## [What is asked]
List every wire color named in the forum thread on DIY PoE power below.

## [Article]
#####

DIY POE Power

vahidasadi

n3wb
Mar 8, 2015
2
0
Hi i'm vahid new here and new here
last week i was installing cams in a local school with hikvision 2132 3MPixel cameras.i used cat6 copper wires but i think cat5 wires could be the best choice to save bucks. because cams use 10/100 NIC and i think there is enough bandwidth with Cat5E .but i didn't take risk and wired them tonon POE Gbit switch.
to power the cameras i used 12V -30A power supply and i cut the brown and blue wires in the both end of cable and then i connected the Blue as positive and Brown as negative at power source side and connected the pair to camera with it's power jack/socket and patched orange/green with RJ45. every thing went well until night i noticed voltage drop when cameras turning their IR light ON.some of them are alright but 3 of them don't have enough illumination so i changed the voltage of power supply to 15 V but i scared to increase it more
here is my question :camera has 802.3af POE standard which means i can increase the power voltage up to 48V but i haven't used RJ45 jack only and i'm powering them with the other power socket.is this the same or the other power port is only for 12 V powering???
 
If I've understood your description correctly you are connecting the cameras to a PoE switch.
If that's so, you don't need to power the cameras via a separate power supply as the switch is already providing power.
You MUST NOT use a fixed power supply through a long run of Ethernet cable as the end result will be supplying an out-of-spec voltage to the cameras due to the unknown and variable resistance of the various cable runs, and the fact that the cameras will draw different currents depending on their activity level. As you have already discovered.

#####

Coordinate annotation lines
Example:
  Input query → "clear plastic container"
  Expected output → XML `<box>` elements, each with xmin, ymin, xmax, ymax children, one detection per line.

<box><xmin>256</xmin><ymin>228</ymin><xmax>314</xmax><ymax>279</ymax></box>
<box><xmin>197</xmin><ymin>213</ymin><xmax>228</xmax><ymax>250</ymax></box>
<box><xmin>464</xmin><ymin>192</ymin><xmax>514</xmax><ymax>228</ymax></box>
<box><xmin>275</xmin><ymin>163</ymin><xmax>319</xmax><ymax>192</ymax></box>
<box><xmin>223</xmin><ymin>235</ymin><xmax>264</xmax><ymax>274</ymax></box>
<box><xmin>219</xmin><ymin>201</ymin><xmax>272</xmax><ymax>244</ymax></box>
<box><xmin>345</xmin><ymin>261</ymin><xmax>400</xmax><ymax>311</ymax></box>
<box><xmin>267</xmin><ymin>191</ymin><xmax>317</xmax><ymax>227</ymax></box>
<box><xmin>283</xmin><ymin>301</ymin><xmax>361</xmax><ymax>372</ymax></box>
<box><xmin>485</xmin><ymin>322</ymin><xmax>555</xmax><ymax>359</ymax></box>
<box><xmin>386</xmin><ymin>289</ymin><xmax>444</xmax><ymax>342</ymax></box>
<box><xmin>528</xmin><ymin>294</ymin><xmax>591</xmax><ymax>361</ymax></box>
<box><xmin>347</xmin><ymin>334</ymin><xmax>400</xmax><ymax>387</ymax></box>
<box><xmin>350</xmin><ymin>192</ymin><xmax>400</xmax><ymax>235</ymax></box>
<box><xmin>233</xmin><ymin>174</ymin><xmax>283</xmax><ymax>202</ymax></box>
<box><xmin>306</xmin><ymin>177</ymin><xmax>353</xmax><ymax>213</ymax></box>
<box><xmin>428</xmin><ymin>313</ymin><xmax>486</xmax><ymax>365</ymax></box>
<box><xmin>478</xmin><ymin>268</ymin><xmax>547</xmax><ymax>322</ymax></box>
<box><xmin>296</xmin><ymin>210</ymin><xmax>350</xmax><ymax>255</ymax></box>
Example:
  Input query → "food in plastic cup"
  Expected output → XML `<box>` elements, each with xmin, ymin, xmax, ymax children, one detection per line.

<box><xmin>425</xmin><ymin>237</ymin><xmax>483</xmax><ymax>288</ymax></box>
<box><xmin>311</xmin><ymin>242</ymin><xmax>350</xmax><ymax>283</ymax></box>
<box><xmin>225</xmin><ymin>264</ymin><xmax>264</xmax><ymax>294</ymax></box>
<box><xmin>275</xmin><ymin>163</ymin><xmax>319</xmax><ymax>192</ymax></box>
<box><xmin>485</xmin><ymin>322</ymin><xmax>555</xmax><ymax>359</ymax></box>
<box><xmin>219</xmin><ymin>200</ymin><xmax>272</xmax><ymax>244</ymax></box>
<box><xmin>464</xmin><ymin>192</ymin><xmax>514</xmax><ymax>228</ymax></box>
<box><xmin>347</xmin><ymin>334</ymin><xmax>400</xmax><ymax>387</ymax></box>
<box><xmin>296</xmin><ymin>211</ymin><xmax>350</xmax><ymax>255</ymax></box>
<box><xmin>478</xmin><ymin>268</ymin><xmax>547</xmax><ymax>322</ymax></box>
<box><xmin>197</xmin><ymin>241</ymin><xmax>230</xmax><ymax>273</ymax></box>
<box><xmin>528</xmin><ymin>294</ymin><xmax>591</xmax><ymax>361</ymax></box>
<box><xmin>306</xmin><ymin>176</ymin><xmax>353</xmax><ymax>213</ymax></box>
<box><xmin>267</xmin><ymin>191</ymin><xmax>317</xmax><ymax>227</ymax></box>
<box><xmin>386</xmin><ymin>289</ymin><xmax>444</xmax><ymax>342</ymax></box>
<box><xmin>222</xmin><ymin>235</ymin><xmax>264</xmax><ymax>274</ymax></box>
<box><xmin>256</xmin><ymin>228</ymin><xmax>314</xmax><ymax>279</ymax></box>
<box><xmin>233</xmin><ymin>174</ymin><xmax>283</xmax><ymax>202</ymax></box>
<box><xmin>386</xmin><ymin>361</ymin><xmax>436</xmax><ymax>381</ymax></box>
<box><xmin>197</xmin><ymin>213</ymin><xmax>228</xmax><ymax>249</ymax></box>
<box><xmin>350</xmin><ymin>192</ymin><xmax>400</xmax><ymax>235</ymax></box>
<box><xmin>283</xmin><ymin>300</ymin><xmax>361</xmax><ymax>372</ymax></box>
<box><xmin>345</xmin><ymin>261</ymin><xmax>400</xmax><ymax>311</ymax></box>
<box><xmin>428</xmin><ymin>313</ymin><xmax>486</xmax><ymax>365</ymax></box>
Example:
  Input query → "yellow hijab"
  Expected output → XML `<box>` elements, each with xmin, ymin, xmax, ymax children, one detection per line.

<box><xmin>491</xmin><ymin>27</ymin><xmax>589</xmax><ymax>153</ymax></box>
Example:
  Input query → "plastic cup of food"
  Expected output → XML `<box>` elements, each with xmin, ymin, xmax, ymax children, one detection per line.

#####

## [Completed exercise]
Brown, blue, orange, green